Wednesday 30 January 2019

Advanced AI system converts brain signals into speech.

In a remarkable landmark breakthrough, scientists have demonstrated a computer system effectively translating brain signals into intelligible speech. The extraordinary experiment presents a proof-of-concept that could pave the way for a large variety of brain-controlled communication devices in the future.
A huge hurdle neuroengineers face on the road to effective brain-computer interfaces is trying to translate the wide array of signals produced by our brain into words and images that can be easily communicable. The science fiction idea of being able to control devices or communicate with others just by thinking is slowly, but surely, getting closer to reality.
Recent advances in machine learning technology have allowed scientists to crunch masses of abstract data. Just last year a team of Canadian researchers revealed an algorithm that could use electroencephalography (EEG) data to digitally recreate faces that a test subject had been shown.
Translating brainwaves into words has been another massive challenge for researchers, but again, with the aid of machine learning algorithms, amazing advances have been seen in recent years. The latest leap forward, from a team of American neuroengineers, has revealed a computer algorithm than can decode signals recorded from the human auditory cortex and translate them into intelligible speech.
The study first gathered data from five patients while they were undergoing neurosurgery for epilepsy. The patients had a variety of electrodes implanted into their brains allowing the researchers to record comprehensive electrocorticography measurements while the patients were listening to short continuous stories spoken by four different speakers. Due to the invasive nature of needing to gather this data while patients were undergoing brain surgery only around 30 minutes of neural recordings could be gathered from each individual.
"Working with Dr. Mehta [the neurosurgeon performing the procedure], we asked epilepsy patients already undergoing brain surgery to listen to sentences spoken by different people, while we measured patterns of brain activity," explains Nima Mesgarani, senior author on the new study. "These neural patterns trained the vocoder."
To test the efficacy of the algorithm, the system was asked to decode voices counting from zero to nine that were not included in the original training data. As the speakers recited the digits, the brain signals of the patients was recorded and run through the vocoder. A neural network then analysed and cleaned up the output produced by the vocoder.
"We found that people could understand and repeat the sounds about 75 percent of the time, which is well above and beyond any previous attempts," says Mesgarani. "The sensitive vocoder and powerful neural networks represented the sounds the patients had originally listened to with surprising accuracy."

* [LISTED ENTRIES]
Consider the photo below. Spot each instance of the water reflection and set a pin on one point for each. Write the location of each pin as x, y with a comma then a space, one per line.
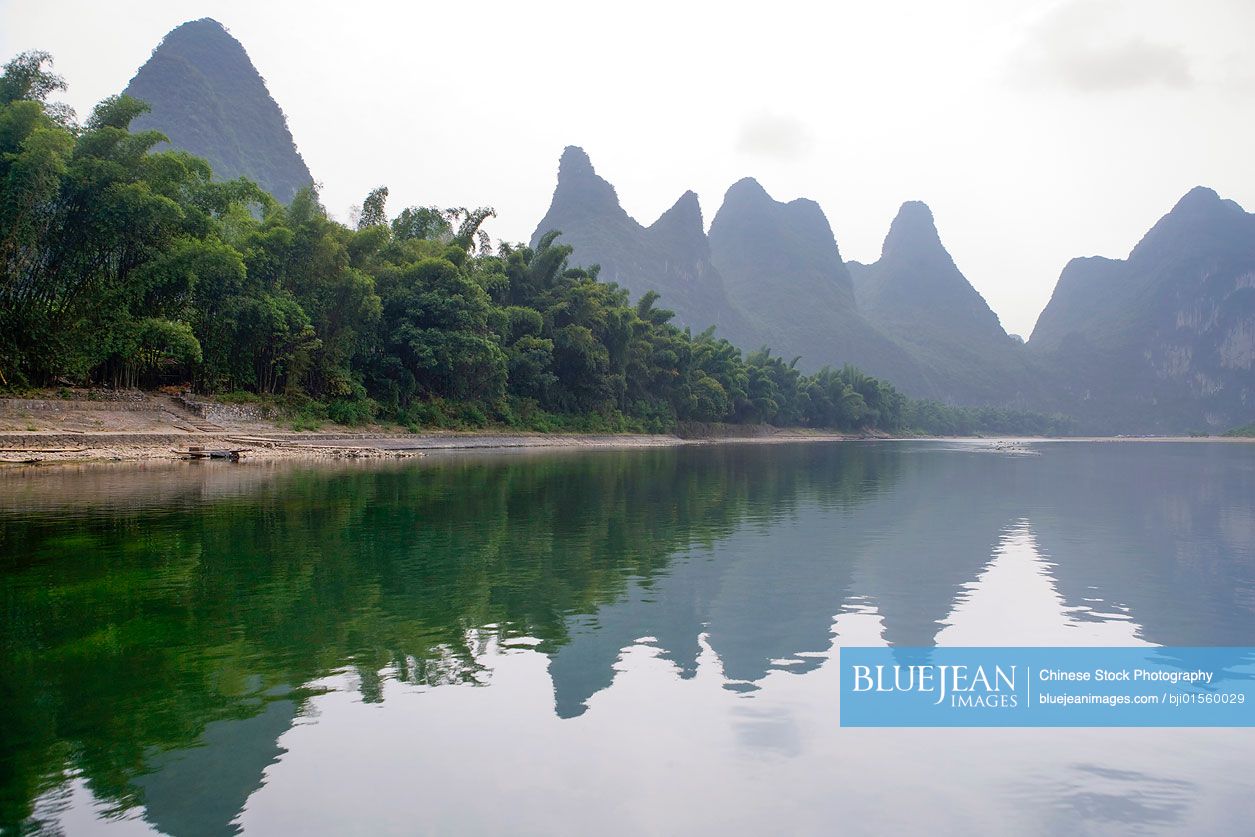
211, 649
---
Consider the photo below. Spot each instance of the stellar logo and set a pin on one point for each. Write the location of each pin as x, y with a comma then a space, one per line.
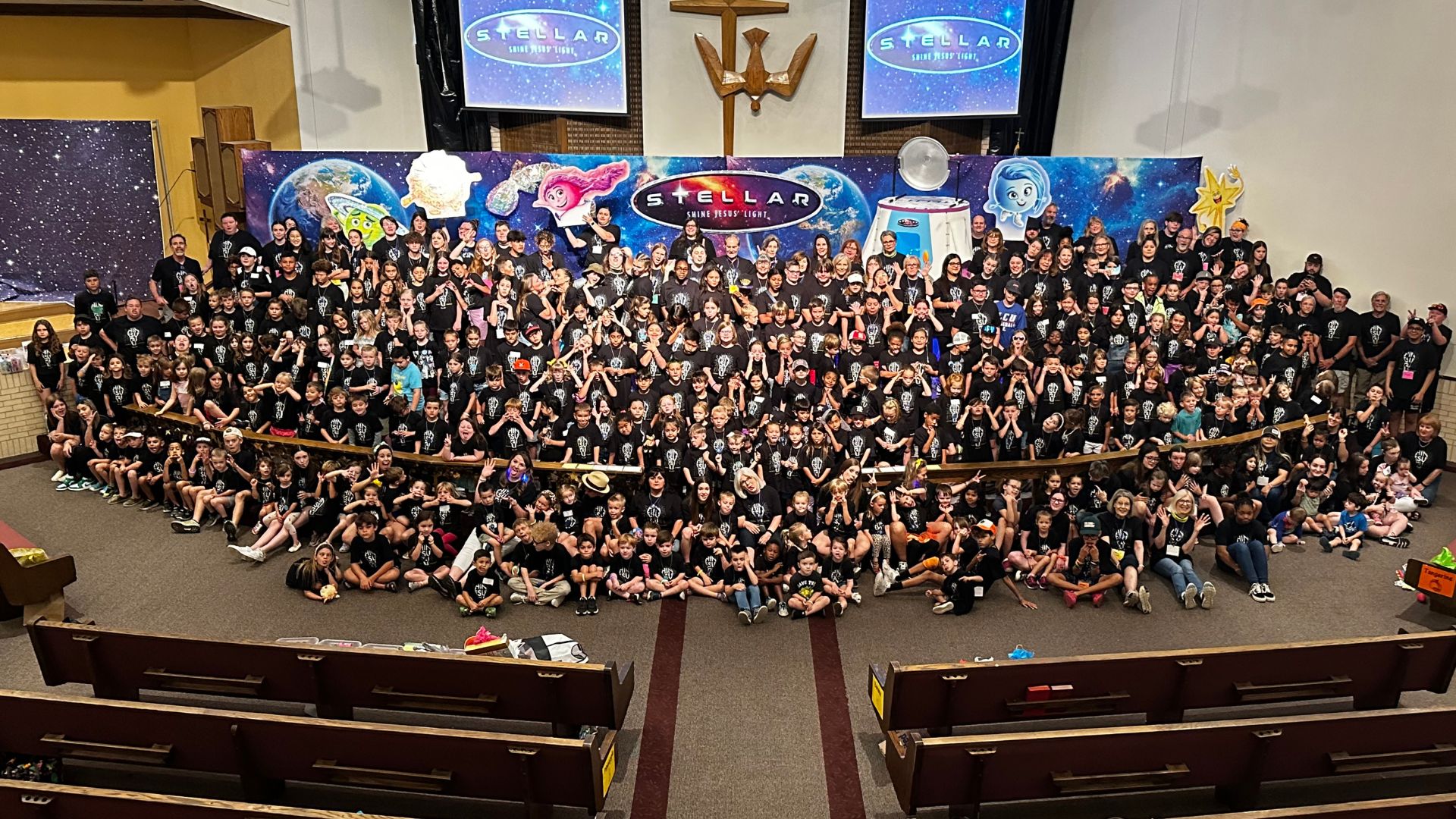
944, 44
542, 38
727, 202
* * *
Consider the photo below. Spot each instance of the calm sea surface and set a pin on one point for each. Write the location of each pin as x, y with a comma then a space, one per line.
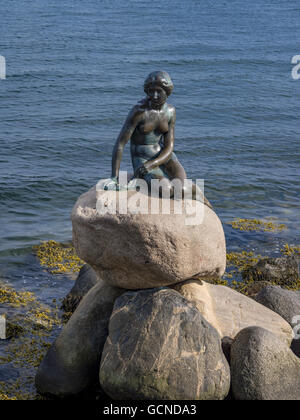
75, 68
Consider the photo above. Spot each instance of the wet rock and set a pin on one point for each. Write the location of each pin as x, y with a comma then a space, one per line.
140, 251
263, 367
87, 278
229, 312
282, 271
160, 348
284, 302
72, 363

* [WORK ORDER 1]
In the article on turning brain signals into speech, how often could people understand and repeat the decoded sounds?
* [WORK ORDER 2]
Please quote the article on turning brain signals into speech from "Translating brainwaves into" up to and including "them into intelligible speech.".

* [EXERCISE RESULT 1]
About 75 percent of the time.

* [EXERCISE RESULT 2]
Translating brainwaves into words has been another massive challenge for researchers, but again, with the aid of machine learning algorithms, amazing advances have been seen in recent years. The latest leap forward, from a team of American neuroengineers, has revealed a computer algorithm than can decode signals recorded from the human auditory cortex and translate them into intelligible speech.